--- The task ---
Set out the data below as a Markdown table with the columns Row and Line, putting each line in its own numbered row and leaving out blank lines.

--- Data for this exercise ---

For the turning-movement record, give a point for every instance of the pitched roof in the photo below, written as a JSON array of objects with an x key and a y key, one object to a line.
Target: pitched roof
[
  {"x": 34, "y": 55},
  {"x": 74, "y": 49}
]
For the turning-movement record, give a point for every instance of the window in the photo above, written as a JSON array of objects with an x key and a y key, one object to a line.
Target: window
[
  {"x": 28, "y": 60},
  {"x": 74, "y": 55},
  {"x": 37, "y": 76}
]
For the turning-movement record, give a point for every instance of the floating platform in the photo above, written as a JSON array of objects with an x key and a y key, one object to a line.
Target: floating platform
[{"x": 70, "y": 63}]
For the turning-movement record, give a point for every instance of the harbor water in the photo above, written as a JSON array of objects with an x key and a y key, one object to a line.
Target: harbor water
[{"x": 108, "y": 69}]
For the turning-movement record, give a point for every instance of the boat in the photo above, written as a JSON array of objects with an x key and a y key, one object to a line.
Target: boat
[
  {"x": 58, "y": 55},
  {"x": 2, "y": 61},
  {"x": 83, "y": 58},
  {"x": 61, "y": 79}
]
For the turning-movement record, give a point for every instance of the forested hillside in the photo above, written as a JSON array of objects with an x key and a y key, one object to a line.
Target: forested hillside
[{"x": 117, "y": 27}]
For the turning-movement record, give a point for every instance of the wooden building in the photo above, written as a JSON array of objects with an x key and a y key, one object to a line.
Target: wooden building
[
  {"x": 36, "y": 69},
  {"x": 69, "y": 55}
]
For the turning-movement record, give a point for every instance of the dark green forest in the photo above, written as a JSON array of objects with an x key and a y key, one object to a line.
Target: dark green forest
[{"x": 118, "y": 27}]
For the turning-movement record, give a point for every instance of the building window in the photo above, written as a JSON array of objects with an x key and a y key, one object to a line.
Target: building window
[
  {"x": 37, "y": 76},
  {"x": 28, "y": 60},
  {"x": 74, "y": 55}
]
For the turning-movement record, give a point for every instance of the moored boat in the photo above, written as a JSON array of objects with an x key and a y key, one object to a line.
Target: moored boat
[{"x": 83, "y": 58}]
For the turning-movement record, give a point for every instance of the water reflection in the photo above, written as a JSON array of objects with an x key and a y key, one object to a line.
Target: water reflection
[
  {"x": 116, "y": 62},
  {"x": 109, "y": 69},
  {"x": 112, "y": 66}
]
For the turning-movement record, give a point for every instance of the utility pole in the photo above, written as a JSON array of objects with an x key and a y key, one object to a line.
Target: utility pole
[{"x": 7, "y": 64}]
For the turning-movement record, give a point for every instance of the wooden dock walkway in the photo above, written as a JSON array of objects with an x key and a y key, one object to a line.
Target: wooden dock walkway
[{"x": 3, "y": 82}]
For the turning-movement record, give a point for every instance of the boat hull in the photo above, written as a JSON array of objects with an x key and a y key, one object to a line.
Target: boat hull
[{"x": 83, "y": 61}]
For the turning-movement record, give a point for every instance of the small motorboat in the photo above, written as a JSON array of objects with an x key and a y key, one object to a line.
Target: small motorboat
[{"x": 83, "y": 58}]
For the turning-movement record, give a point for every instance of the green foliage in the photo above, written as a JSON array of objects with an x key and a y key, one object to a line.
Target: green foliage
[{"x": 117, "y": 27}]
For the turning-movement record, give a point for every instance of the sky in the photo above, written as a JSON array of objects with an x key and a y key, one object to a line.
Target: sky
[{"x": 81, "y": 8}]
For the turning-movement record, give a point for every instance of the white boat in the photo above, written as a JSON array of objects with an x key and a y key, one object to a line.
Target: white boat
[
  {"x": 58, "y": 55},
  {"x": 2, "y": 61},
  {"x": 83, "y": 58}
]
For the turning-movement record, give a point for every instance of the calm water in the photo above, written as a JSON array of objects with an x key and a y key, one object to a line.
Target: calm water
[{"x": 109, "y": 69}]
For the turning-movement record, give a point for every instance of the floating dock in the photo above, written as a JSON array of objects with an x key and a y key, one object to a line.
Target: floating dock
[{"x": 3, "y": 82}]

--- Expected answer ---
| Row | Line |
|---|---|
| 1 | For the turning-movement record, give a point for every instance of the pitched roof in the photo below, written as a JSON array of objects with an x key and a y key, one object to a line. |
| 2 | Target: pitched roof |
| 3 | [ |
| 4 |   {"x": 34, "y": 55}, |
| 5 |   {"x": 74, "y": 49} |
| 6 | ] |
| 7 | For the turning-movement record, give a point for every instance of the window in the photo above, written as a JSON array of objects with an x key and a y key, one object to a line. |
| 8 | Target: window |
| 9 | [ |
| 10 |   {"x": 28, "y": 60}, |
| 11 |   {"x": 74, "y": 55}, |
| 12 |   {"x": 37, "y": 76} |
| 13 | ] |
| 14 | For the turning-movement record, give a point for every instance of the floating platform in the photo above, written as a JSON array of objects with an x key and a y key, one object to a line. |
| 15 | Target: floating platform |
| 16 | [{"x": 70, "y": 63}] |
| 17 | For the turning-movement record, give a point for every instance of the harbor water in the photo above, written as a JSON array of objects with an x key and a y key, one object to a line. |
| 18 | Target: harbor water |
| 19 | [{"x": 108, "y": 69}] |
| 20 | For the turning-movement record, give a point for every instance of the boat in the photo above, written as a JSON array of objects with an x key and a y key, one object to a line. |
| 21 | Target: boat |
| 22 | [ |
| 23 |   {"x": 58, "y": 55}, |
| 24 |   {"x": 2, "y": 61}, |
| 25 |   {"x": 83, "y": 58}, |
| 26 |   {"x": 61, "y": 79} |
| 27 | ] |
| 28 | For the turning-movement record, give a point for every instance of the forested hillside in the photo above, written as a JSON array of objects with an x key and a y key, one object to a line. |
| 29 | Target: forested hillside |
| 30 | [{"x": 117, "y": 27}] |
| 31 | For the turning-movement record, give a point for every instance of the wooden building in the photo above, written as a JSON array of objects with an x key and a y key, one object to a line. |
| 32 | Target: wooden building |
| 33 | [ |
| 34 |   {"x": 36, "y": 69}, |
| 35 |   {"x": 69, "y": 55} |
| 36 | ] |
| 37 | For the turning-movement record, give a point for every instance of the dark green forest in the photo above, written as a JSON array of objects with an x key and a y key, one object to a line. |
| 38 | Target: dark green forest |
| 39 | [{"x": 118, "y": 27}] |
| 40 | For the turning-movement record, give a point for every instance of the building window in the photo above, written as a JSON array of objects with an x key and a y key, one object to a line. |
| 41 | Target: building window |
| 42 | [ |
| 43 |   {"x": 37, "y": 76}, |
| 44 |   {"x": 28, "y": 60}, |
| 45 |   {"x": 74, "y": 55} |
| 46 | ] |
| 47 | For the turning-movement record, give a point for every instance of the moored boat in the photo above, written as a JSON array of objects with an x key and a y key, one object to a line. |
| 48 | Target: moored boat |
| 49 | [{"x": 83, "y": 58}] |
| 50 | For the turning-movement record, give a point for every instance of the water reflection in the photo above, written as a JSON array of objects with an x key and a y key, one object to a line. |
| 51 | Target: water reflection |
| 52 | [ |
| 53 |   {"x": 116, "y": 62}, |
| 54 |   {"x": 109, "y": 69}, |
| 55 |   {"x": 112, "y": 66} |
| 56 | ] |
| 57 | For the turning-movement record, give a point for every instance of the utility pole in the photo above, written as a JSON array of objects with an x key and a y key, one object to a line. |
| 58 | Target: utility pole |
| 59 | [{"x": 7, "y": 64}] |
| 60 | For the turning-movement record, give a point for every instance of the wooden dock walkway in the photo above, written as a JSON array of objects with an x key and a y key, one object to a line. |
| 61 | Target: wooden dock walkway |
| 62 | [{"x": 3, "y": 82}] |
| 63 | For the turning-movement record, give a point for every instance of the boat hull in the photo above, written as a JSON array of objects with an x key and a y key, one object to a line. |
| 64 | Target: boat hull |
| 65 | [{"x": 83, "y": 61}] |
| 66 | For the turning-movement record, give a point for every instance of the small motorboat in the photo above, written as a JSON array of objects with an x key and a y key, one object to a line. |
| 67 | Target: small motorboat |
| 68 | [{"x": 83, "y": 58}] |
| 69 | For the turning-movement record, give a point for every instance of the green foliage in the photo above, written as a JSON array of objects with an x key and a y key, one object to a line. |
| 70 | Target: green foliage |
| 71 | [{"x": 117, "y": 27}] |
| 72 | For the turning-movement record, give a point for every instance of the sky in the photo above, written as a JSON array of objects with an x key and a y key, one object to a line. |
| 73 | Target: sky |
| 74 | [{"x": 81, "y": 8}] |
| 75 | For the turning-movement record, give a point for every instance of the white boat in the photo above, written as a JSON array of objects with an x key and a y key, one object to a line. |
| 76 | Target: white boat |
| 77 | [ |
| 78 |   {"x": 58, "y": 55}, |
| 79 |   {"x": 2, "y": 61}, |
| 80 |   {"x": 83, "y": 58} |
| 81 | ] |
| 82 | For the turning-movement record, give a point for every instance of the calm water in the photo above, written as a JSON array of objects with an x key and a y key, one object to a line. |
| 83 | Target: calm water |
| 84 | [{"x": 109, "y": 69}] |
| 85 | For the turning-movement record, give a point for every instance of the floating dock in the photo above, written as a JSON array of objects with an x key and a y key, one object to a line. |
| 86 | Target: floating dock |
| 87 | [{"x": 3, "y": 82}] |